Study text:
○ ○ ○
Mercer et al.

Neuroimmune axis: ADAR-mediated RNA editing plays a role in molecular evolution of West Nile Virus

Heather Milliken Mercer1,2, Noel-Marie Plonski3, Caroline Nitirahardjo2, Michael Miyamoto4, Marta Wayne4, Maureen Long5, Helen Piontkivska2,3,6
1Department of Biology, University of Mount Union, Alliance, OH 
2Department of Biological Sciences, Kent State University, Kent, OH 
3School of Biomedical Sciences, Kent State University, Kent, OH
4Department of Biology, University of Florida, Gainesville, FL
5College of Veterinary Medicine, University of Florida, Gainesville, FL 
6Brain Health Research Institute, Kent State University, Kent, OH 

Since 2015 - when the link between Zika Virus (ZIKV) and fetal microcephaly was discovered, resulting in thousands of infants born with neurodevelopmental defects – invertebrate-transmitted arboviruses, including mosquito-transmitted flaviviruses, had been in the spotlight. Our recent work (Piontkivska et al. 2017) has shown that RNA editing, specifically, adenosine to inosine deamination catalyzed by members of the adenosine deaminases acting on RNA (ADAR) gene family, plays a role in molecular evolution of ZIKV, likely as part of interferon-regulated antiviral response. However, because of ADARs’ dual role in the neural transcriptome diversification, ADAR-mediated editing also has the potential to influence expression and function of key host neural proteins (Piontkivska et al. 2019). This in turn may explain the breadth and severity of neurological symptoms associated with many arboviral infections, including that of West Nile Virus (WNV). Here we use publicly available sequences of complete WNV polyproteins to examine the footprints of ADAR editing. Our results indicate that similarly to ZIKV genomes, WNV genomes reflect the signature of ADAR editing as one of the evolutionary forces acting on the viral genome, e.g., as manifested by the higher proportion of ADAR-resistant sites among conserved sites as compared to that among the sites harboring nucleotide polymorphisms.   These results further expand our prior findings about ADAR editing serving as a mutation and evolutionary force of RNA viruses, and offers insights into potential mechanisms behind viral neurotoxicity and neurodegeneration stemming from neuroinvasive flaviviral infections.
○ ○ ○
Material shown:
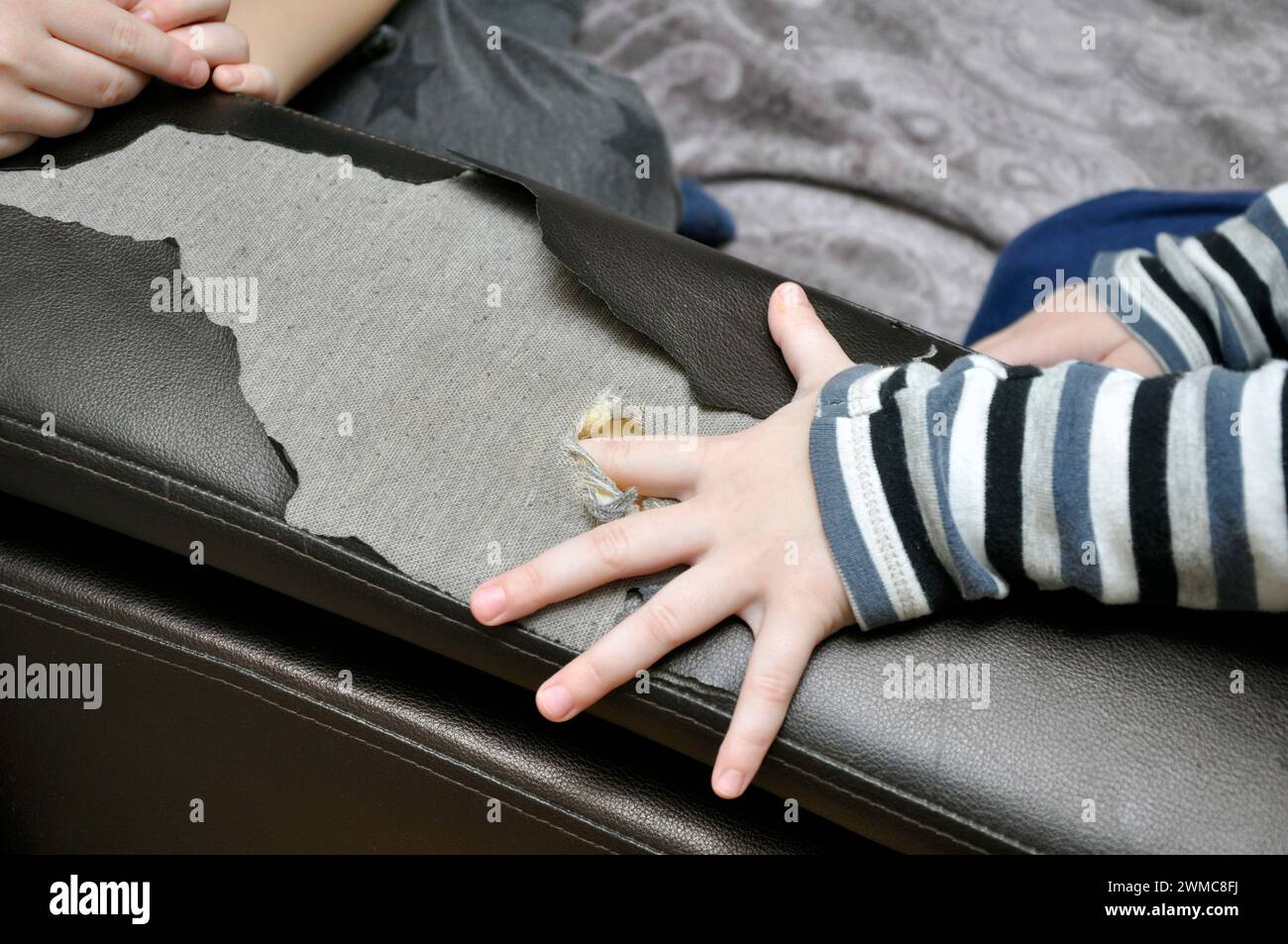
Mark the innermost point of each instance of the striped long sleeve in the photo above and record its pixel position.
(1220, 297)
(961, 484)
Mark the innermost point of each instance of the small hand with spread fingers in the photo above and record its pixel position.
(747, 526)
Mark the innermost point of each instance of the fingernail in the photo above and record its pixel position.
(555, 702)
(488, 601)
(729, 784)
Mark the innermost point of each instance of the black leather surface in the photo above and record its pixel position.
(222, 690)
(707, 308)
(1127, 707)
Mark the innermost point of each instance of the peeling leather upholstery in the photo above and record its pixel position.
(1125, 706)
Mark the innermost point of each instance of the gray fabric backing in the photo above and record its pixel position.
(373, 300)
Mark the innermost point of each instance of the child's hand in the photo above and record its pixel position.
(748, 527)
(60, 59)
(1070, 327)
(200, 24)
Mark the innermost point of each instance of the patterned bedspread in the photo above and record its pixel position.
(827, 154)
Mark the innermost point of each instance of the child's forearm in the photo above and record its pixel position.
(300, 39)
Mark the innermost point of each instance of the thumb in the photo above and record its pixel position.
(810, 352)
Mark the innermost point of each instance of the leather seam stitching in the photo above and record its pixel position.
(698, 723)
(316, 703)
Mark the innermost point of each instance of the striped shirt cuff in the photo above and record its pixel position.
(1220, 297)
(866, 472)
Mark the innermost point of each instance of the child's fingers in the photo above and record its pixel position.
(656, 468)
(686, 608)
(46, 116)
(638, 544)
(217, 43)
(14, 142)
(248, 78)
(810, 352)
(128, 40)
(166, 14)
(778, 661)
(84, 78)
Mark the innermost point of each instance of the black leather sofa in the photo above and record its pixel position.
(1111, 729)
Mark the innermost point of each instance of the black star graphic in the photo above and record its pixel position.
(397, 81)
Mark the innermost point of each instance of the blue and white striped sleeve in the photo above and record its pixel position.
(1220, 297)
(962, 484)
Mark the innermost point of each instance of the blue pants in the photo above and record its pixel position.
(1070, 240)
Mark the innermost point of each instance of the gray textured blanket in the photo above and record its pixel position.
(825, 153)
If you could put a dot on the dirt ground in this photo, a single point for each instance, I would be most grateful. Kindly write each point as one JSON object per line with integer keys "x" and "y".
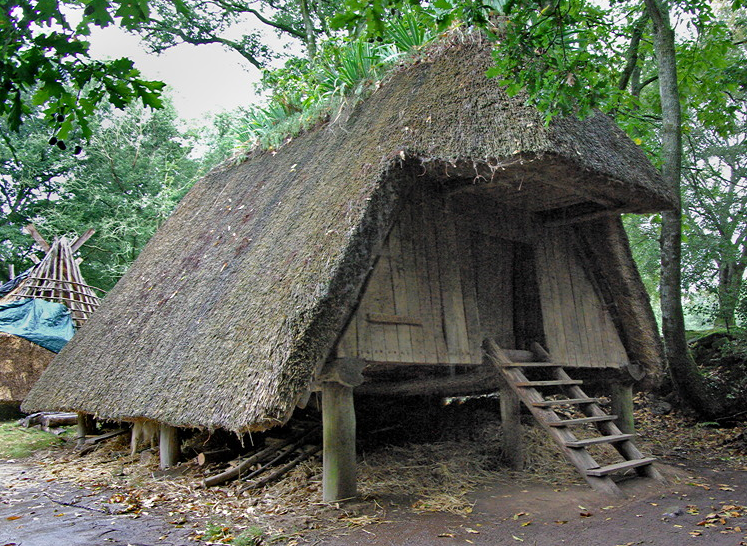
{"x": 110, "y": 498}
{"x": 697, "y": 506}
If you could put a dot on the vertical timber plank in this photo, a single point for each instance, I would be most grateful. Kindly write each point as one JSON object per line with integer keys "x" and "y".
{"x": 455, "y": 324}
{"x": 469, "y": 293}
{"x": 549, "y": 299}
{"x": 429, "y": 215}
{"x": 400, "y": 303}
{"x": 412, "y": 281}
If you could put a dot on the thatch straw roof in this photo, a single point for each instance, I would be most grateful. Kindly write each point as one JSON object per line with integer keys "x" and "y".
{"x": 238, "y": 299}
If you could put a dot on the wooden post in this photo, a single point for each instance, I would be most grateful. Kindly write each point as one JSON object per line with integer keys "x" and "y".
{"x": 168, "y": 446}
{"x": 511, "y": 439}
{"x": 86, "y": 426}
{"x": 622, "y": 406}
{"x": 338, "y": 421}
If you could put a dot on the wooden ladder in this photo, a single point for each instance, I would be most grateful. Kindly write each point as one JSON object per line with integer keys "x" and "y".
{"x": 560, "y": 430}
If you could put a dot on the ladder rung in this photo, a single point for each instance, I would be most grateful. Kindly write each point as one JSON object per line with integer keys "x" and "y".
{"x": 599, "y": 440}
{"x": 582, "y": 420}
{"x": 530, "y": 365}
{"x": 617, "y": 467}
{"x": 549, "y": 383}
{"x": 547, "y": 403}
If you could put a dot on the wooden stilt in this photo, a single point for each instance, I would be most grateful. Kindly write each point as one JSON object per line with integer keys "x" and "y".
{"x": 511, "y": 430}
{"x": 86, "y": 426}
{"x": 338, "y": 421}
{"x": 622, "y": 406}
{"x": 168, "y": 446}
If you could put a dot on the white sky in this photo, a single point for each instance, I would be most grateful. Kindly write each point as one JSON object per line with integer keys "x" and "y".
{"x": 202, "y": 79}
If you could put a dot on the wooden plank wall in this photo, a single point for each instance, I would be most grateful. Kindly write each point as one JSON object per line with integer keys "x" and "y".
{"x": 420, "y": 303}
{"x": 578, "y": 329}
{"x": 454, "y": 271}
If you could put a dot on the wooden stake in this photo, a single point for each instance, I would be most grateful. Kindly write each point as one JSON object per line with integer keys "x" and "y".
{"x": 512, "y": 434}
{"x": 622, "y": 406}
{"x": 168, "y": 446}
{"x": 338, "y": 421}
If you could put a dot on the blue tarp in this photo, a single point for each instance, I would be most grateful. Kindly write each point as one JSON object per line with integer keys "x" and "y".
{"x": 42, "y": 322}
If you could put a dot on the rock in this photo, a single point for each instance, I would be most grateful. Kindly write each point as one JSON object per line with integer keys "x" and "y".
{"x": 660, "y": 407}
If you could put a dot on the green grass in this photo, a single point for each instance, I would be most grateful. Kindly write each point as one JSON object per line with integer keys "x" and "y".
{"x": 17, "y": 442}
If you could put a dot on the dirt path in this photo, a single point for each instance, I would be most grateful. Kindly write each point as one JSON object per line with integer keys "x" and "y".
{"x": 34, "y": 512}
{"x": 540, "y": 516}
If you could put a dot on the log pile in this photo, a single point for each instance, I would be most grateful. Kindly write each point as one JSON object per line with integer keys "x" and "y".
{"x": 47, "y": 421}
{"x": 266, "y": 464}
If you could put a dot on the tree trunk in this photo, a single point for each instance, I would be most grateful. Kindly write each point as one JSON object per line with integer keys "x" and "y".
{"x": 308, "y": 25}
{"x": 689, "y": 383}
{"x": 730, "y": 275}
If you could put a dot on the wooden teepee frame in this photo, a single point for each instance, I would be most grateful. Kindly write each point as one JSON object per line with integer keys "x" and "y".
{"x": 58, "y": 278}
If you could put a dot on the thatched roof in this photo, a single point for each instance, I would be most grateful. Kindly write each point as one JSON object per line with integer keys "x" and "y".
{"x": 238, "y": 299}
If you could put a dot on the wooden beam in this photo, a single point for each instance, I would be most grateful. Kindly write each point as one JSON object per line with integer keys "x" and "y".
{"x": 168, "y": 446}
{"x": 382, "y": 318}
{"x": 86, "y": 426}
{"x": 338, "y": 422}
{"x": 31, "y": 230}
{"x": 484, "y": 380}
{"x": 585, "y": 217}
{"x": 80, "y": 241}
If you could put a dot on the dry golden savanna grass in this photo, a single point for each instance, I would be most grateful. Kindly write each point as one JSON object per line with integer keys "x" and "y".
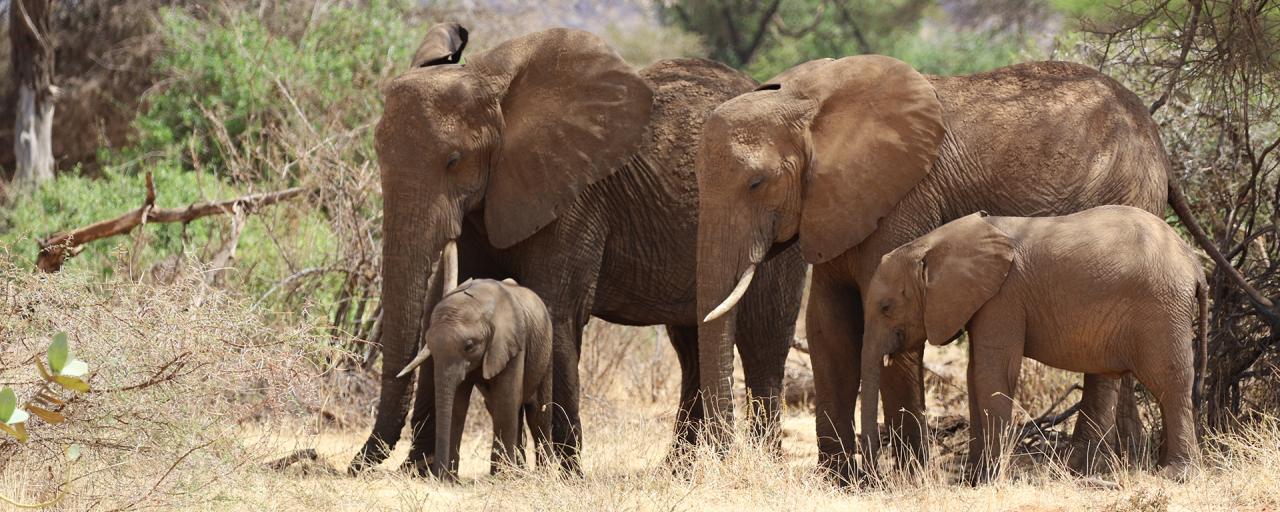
{"x": 195, "y": 392}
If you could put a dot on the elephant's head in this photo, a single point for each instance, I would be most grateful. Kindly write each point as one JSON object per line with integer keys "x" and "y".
{"x": 817, "y": 155}
{"x": 927, "y": 289}
{"x": 479, "y": 325}
{"x": 516, "y": 133}
{"x": 814, "y": 156}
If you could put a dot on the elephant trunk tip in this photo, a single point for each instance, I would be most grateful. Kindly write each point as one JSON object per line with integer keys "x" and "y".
{"x": 734, "y": 297}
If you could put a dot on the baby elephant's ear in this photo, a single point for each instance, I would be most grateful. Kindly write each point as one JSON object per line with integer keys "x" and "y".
{"x": 442, "y": 45}
{"x": 965, "y": 264}
{"x": 507, "y": 342}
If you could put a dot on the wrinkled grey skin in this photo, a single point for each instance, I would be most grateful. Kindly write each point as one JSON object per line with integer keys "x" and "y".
{"x": 1059, "y": 291}
{"x": 622, "y": 250}
{"x": 496, "y": 337}
{"x": 1028, "y": 140}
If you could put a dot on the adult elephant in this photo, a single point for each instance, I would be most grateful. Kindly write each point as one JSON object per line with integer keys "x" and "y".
{"x": 549, "y": 160}
{"x": 849, "y": 159}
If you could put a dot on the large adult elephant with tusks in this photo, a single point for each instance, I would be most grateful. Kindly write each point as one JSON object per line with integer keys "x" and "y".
{"x": 549, "y": 160}
{"x": 849, "y": 159}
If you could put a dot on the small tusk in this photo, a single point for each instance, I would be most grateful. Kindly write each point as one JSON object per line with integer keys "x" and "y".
{"x": 421, "y": 357}
{"x": 739, "y": 291}
{"x": 449, "y": 265}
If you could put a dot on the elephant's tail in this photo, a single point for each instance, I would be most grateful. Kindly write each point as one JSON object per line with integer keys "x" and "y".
{"x": 1202, "y": 341}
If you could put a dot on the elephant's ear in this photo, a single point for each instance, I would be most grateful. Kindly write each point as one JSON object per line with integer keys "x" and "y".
{"x": 965, "y": 263}
{"x": 572, "y": 113}
{"x": 442, "y": 45}
{"x": 876, "y": 131}
{"x": 507, "y": 341}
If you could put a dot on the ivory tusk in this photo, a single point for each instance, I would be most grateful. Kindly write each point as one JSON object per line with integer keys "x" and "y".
{"x": 449, "y": 265}
{"x": 739, "y": 291}
{"x": 421, "y": 357}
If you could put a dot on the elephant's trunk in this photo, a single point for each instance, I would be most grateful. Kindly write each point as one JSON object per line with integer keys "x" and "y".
{"x": 727, "y": 256}
{"x": 736, "y": 295}
{"x": 410, "y": 291}
{"x": 448, "y": 380}
{"x": 873, "y": 353}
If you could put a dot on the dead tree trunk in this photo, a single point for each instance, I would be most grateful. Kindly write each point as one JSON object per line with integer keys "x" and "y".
{"x": 33, "y": 71}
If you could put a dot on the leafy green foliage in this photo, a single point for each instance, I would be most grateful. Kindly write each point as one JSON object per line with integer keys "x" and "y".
{"x": 914, "y": 31}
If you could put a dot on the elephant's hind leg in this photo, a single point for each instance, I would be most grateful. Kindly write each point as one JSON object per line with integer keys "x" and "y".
{"x": 690, "y": 415}
{"x": 835, "y": 329}
{"x": 539, "y": 419}
{"x": 1169, "y": 374}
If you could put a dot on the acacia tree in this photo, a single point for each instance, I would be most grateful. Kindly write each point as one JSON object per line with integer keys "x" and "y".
{"x": 1211, "y": 71}
{"x": 33, "y": 71}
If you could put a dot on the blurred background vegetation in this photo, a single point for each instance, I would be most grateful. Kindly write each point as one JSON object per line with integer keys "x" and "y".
{"x": 224, "y": 99}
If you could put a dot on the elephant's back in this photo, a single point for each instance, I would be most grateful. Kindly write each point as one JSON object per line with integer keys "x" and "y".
{"x": 1064, "y": 135}
{"x": 685, "y": 94}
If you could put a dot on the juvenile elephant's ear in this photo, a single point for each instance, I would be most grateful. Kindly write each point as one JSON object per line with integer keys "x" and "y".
{"x": 876, "y": 129}
{"x": 507, "y": 343}
{"x": 572, "y": 113}
{"x": 442, "y": 45}
{"x": 965, "y": 264}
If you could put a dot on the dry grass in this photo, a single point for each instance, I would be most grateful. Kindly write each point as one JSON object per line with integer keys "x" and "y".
{"x": 250, "y": 392}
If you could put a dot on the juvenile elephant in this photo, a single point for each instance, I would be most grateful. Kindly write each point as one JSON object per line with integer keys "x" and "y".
{"x": 549, "y": 160}
{"x": 849, "y": 159}
{"x": 494, "y": 336}
{"x": 1106, "y": 292}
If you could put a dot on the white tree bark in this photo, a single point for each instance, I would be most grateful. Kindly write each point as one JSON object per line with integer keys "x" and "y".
{"x": 33, "y": 138}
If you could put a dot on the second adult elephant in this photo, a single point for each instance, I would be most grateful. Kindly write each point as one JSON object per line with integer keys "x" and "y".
{"x": 549, "y": 160}
{"x": 851, "y": 158}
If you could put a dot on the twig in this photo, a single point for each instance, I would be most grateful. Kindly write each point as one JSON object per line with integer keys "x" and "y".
{"x": 58, "y": 247}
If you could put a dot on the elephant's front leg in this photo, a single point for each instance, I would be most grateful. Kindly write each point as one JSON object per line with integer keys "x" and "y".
{"x": 689, "y": 416}
{"x": 764, "y": 333}
{"x": 903, "y": 389}
{"x": 503, "y": 405}
{"x": 1095, "y": 425}
{"x": 995, "y": 364}
{"x": 423, "y": 421}
{"x": 566, "y": 420}
{"x": 835, "y": 329}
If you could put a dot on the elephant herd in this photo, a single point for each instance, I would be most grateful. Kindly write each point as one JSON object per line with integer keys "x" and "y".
{"x": 686, "y": 193}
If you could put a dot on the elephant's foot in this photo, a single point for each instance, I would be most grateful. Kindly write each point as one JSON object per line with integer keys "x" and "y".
{"x": 419, "y": 464}
{"x": 981, "y": 474}
{"x": 1091, "y": 458}
{"x": 1179, "y": 471}
{"x": 840, "y": 469}
{"x": 371, "y": 455}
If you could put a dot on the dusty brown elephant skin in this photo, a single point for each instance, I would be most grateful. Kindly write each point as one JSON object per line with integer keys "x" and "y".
{"x": 851, "y": 158}
{"x": 549, "y": 160}
{"x": 1106, "y": 292}
{"x": 496, "y": 337}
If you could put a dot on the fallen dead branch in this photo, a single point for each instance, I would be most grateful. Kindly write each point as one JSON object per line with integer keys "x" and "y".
{"x": 58, "y": 247}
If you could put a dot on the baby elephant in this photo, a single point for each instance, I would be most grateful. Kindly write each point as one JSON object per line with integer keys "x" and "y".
{"x": 496, "y": 337}
{"x": 1106, "y": 292}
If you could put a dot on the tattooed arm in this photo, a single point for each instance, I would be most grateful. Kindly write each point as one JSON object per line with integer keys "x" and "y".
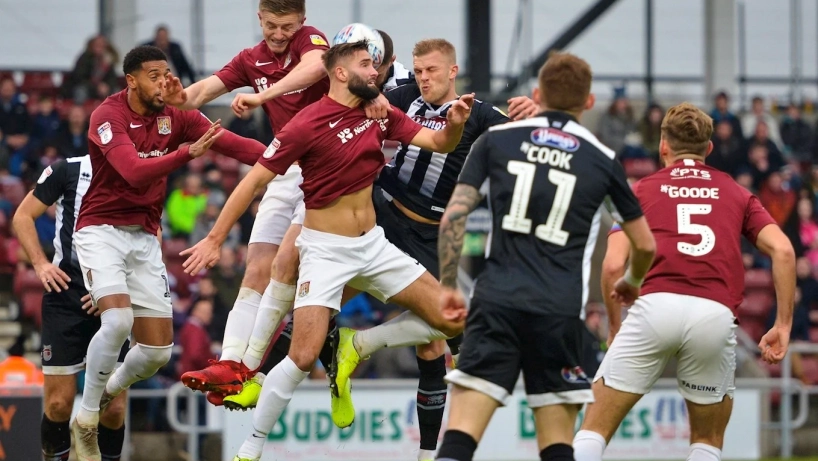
{"x": 452, "y": 227}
○ ○ ○
Your objective:
Answer these questions from the West Nile Virus abstract:
(a) Since what year have invertebrate-transmitted arboviruses been in the spotlight?
(b) Members of which gene family catalyze adenosine to inosine deamination?
(c) What publicly available sequences did the authors use to examine the footprints of ADAR editing?

Output below:
(a) 2015.
(b) The adenosine deaminases acting on RNA (ADAR) gene family.
(c) Sequences of complete WNV polyproteins.